*GOAL*
Recast every line of the data below as a JSON list of strings, one string per line, leaving out blank lines.
___ INPUT ROWS ___
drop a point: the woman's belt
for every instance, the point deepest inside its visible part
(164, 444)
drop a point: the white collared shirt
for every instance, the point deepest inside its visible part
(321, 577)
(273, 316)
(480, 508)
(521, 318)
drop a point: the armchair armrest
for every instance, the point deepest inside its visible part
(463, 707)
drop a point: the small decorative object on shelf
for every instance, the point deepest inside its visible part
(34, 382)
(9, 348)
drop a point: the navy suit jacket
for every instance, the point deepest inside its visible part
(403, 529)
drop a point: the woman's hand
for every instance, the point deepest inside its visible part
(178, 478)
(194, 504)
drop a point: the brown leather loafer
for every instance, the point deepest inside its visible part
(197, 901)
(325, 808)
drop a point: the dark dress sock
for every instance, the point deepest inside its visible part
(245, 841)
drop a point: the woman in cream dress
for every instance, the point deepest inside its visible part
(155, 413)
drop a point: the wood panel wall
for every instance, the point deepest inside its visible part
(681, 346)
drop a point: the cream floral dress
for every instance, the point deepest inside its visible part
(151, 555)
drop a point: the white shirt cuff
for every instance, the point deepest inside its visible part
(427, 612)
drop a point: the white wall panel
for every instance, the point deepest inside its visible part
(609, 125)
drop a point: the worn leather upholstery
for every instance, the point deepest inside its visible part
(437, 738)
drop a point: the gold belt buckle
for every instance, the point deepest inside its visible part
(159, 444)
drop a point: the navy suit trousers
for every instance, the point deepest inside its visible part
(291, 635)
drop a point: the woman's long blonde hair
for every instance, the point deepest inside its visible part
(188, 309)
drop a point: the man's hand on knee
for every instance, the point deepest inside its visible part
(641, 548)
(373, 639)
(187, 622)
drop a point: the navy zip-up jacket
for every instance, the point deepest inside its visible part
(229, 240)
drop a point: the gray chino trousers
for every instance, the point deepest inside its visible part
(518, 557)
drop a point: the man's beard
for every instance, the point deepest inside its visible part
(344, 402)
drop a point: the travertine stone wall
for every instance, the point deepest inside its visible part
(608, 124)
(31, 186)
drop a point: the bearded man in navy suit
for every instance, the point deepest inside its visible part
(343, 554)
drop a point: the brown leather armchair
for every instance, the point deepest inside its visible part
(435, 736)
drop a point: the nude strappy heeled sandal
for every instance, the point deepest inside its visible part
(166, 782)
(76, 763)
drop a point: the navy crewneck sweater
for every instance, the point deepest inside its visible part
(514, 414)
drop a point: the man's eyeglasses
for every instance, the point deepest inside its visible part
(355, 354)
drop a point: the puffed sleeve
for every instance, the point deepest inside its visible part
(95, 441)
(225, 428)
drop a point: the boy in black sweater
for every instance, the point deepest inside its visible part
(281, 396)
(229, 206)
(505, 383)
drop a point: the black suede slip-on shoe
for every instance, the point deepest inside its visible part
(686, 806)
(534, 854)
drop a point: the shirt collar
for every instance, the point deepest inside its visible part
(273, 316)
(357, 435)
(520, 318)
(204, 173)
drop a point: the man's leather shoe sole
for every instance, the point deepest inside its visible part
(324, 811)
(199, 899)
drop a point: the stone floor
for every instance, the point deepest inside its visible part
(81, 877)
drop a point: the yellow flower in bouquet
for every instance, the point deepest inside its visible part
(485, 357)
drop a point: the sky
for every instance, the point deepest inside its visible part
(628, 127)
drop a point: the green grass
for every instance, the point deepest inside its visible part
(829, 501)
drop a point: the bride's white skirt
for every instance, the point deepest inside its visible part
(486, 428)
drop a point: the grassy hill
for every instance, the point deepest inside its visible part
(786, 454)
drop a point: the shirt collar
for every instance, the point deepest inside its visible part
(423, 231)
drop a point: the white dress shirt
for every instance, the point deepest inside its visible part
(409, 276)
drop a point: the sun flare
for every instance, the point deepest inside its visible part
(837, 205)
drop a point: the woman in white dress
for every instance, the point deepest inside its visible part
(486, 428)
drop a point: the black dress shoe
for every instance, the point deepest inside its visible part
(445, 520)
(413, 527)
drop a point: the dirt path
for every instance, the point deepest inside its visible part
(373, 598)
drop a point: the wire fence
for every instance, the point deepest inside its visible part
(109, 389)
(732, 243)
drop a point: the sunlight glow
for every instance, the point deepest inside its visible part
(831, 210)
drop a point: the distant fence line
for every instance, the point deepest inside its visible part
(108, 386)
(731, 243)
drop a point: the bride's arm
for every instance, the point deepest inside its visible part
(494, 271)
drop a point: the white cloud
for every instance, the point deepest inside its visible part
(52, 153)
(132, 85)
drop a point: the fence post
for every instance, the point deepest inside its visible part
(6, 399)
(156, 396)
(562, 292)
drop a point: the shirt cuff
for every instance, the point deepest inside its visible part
___
*RESPONSE*
[
  "drop a point: the woman's belt",
  "for every instance, the point deepest inside its visible part",
  "(164, 444)",
  "drop a point: the white collared shirt",
  "for every instance, the point deepest inside its visible part",
  "(321, 577)",
  "(273, 316)",
  "(480, 508)",
  "(521, 318)",
  "drop a point: the armchair armrest",
  "for every instance, the point deepest inside its visible part",
  "(463, 707)",
  "drop a point: the small decorative object on shelf",
  "for every instance, the point deepest inside its visible part",
  "(34, 382)",
  "(9, 348)",
  "drop a point: the navy suit jacket",
  "for every instance, the point deepest inside its visible part",
  "(403, 529)",
  "drop a point: the woman's hand",
  "for every instance, the point deepest inside its visible part",
  "(178, 478)",
  "(194, 504)",
  "drop a point: the brown leather loafer",
  "for every instance, the point deepest inside its visible part",
  "(197, 901)",
  "(325, 808)",
  "drop a point: the dark dress sock",
  "for every instance, the point deepest inside its visible part",
  "(245, 841)",
  "drop a point: the woman in cream dress",
  "for every instance, the point deepest inside its visible part",
  "(155, 413)",
  "drop a point: the wood panel wall",
  "for every instance, the point deepest inside its visible part",
  "(681, 346)",
  "drop a point: the cream floral dress",
  "for every instance, the point deepest inside its visible part",
  "(151, 555)",
  "drop a point: the white shirt cuff",
  "for every instance, the point deepest inside its visible part",
  "(427, 612)",
  "drop a point: the white wall panel",
  "for every instance, the point deepest inside its visible part",
  "(609, 125)",
  "drop a point: the worn leather upholstery",
  "for every instance, the point deepest inside its visible part",
  "(437, 738)",
  "drop a point: the gold belt buckle",
  "for every instance, the point deepest inside its visible part",
  "(159, 444)",
  "drop a point: the navy suit trousers",
  "for every instance, the point deepest inside its visible part",
  "(291, 635)",
  "drop a point: the woman's long blonde hair",
  "for every instance, the point deepest inside its visible part",
  "(188, 309)",
  "drop a point: the man's hand on knee",
  "for every instance, the point deepest inside its visible part",
  "(641, 548)",
  "(373, 639)",
  "(187, 622)",
  "drop a point: the navy zip-up jacket",
  "for every instance, the point deepest inside its visible part",
  "(229, 240)",
  "drop a point: the gray chino trousers",
  "for every instance, the point deepest inside its visible part",
  "(518, 557)",
  "drop a point: the man's beard",
  "for every instance, the point deepest inside its visible part",
  "(344, 402)",
  "drop a point: the travertine stone wall",
  "for every instance, the point deepest inside its visible part",
  "(608, 124)",
  "(31, 186)",
  "drop a point: the bearded man in navy suit",
  "for every instance, the point deepest inside its visible part",
  "(343, 554)",
  "drop a point: the brown leather armchair",
  "for every instance, the point deepest inside its visible part",
  "(435, 736)",
  "drop a point: the nude strappy heeled sandal",
  "for every instance, the point deepest inside its visible part",
  "(166, 782)",
  "(76, 763)",
  "drop a point: the navy crewneck sweater",
  "for every instance, the point deepest inside its visible part",
  "(514, 414)",
  "drop a point: the man's eyeglasses",
  "for every instance, the point deepest inside its visible part",
  "(355, 354)",
  "drop a point: the puffed sleeve",
  "for every instance, the point deepest inside its visible part",
  "(95, 441)",
  "(225, 428)",
  "drop a point: the boy in black sweater",
  "for every instance, the point deepest inside its visible part",
  "(281, 396)",
  "(229, 206)",
  "(505, 383)",
  "drop a point: the black suede slip-on shoe",
  "for every instance, the point deepest inside its visible part",
  "(686, 806)",
  "(534, 854)",
  "drop a point: the shirt collar",
  "for every instance, the point deepest inside its visible part",
  "(273, 316)",
  "(357, 435)",
  "(520, 318)",
  "(204, 173)",
  "drop a point: the man's leather shoe sole",
  "for every instance, the point deepest inside its visible part",
  "(324, 811)",
  "(199, 899)",
  "drop a point: the stone floor",
  "for every instance, the point deepest inside its visible part",
  "(81, 877)",
  "drop a point: the yellow flower in bouquet",
  "for every instance, the point deepest inside its visible part",
  "(485, 357)",
  "drop a point: the sky",
  "for every instance, the point deepest inside its visible part",
  "(628, 127)",
  "drop a point: the green grass",
  "for every instance, the point deepest inside its visible part",
  "(829, 501)",
  "drop a point: the bride's white skirt",
  "for every instance, the point deepest inside its visible part",
  "(486, 428)",
  "drop a point: the grassy hill",
  "for every instance, the point deepest inside its visible part",
  "(786, 454)",
  "drop a point: the shirt collar",
  "for every instance, the point deepest inside its visible part",
  "(423, 231)",
  "drop a point: the white dress shirt",
  "for every instance, the point deepest inside its visible part",
  "(409, 276)",
  "drop a point: the sun flare",
  "for every instance, the point deepest inside its visible part",
  "(837, 205)",
  "drop a point: the woman in white dress",
  "for every instance, the point deepest inside its visible part",
  "(486, 428)",
  "drop a point: the black dress shoe",
  "for every instance, the point deepest inside its visible part",
  "(445, 520)",
  "(413, 527)",
  "drop a point: the dirt path",
  "for every instance, the point deepest inside its visible part",
  "(373, 598)",
  "drop a point: the wire fence",
  "for every instance, the point deepest inside its visible part",
  "(109, 389)",
  "(732, 243)",
  "drop a point: the sunlight glow",
  "for every instance, the point deepest inside its visible part",
  "(831, 210)",
  "drop a point: the distant fence line",
  "for every instance, the point deepest inside its visible part",
  "(108, 386)",
  "(731, 243)",
  "drop a point: the bride's arm",
  "for every instance, the point deepest inside its visible part",
  "(494, 271)",
  "drop a point: the white cloud",
  "for every instance, the point deepest inside its visible part",
  "(52, 153)",
  "(132, 85)",
  "drop a point: the fence post",
  "for every instance, the point deepest inside its visible part",
  "(6, 399)",
  "(156, 396)",
  "(562, 292)",
  "drop a point: the shirt cuff",
  "for every instance, the point deepest inside its visible part"
]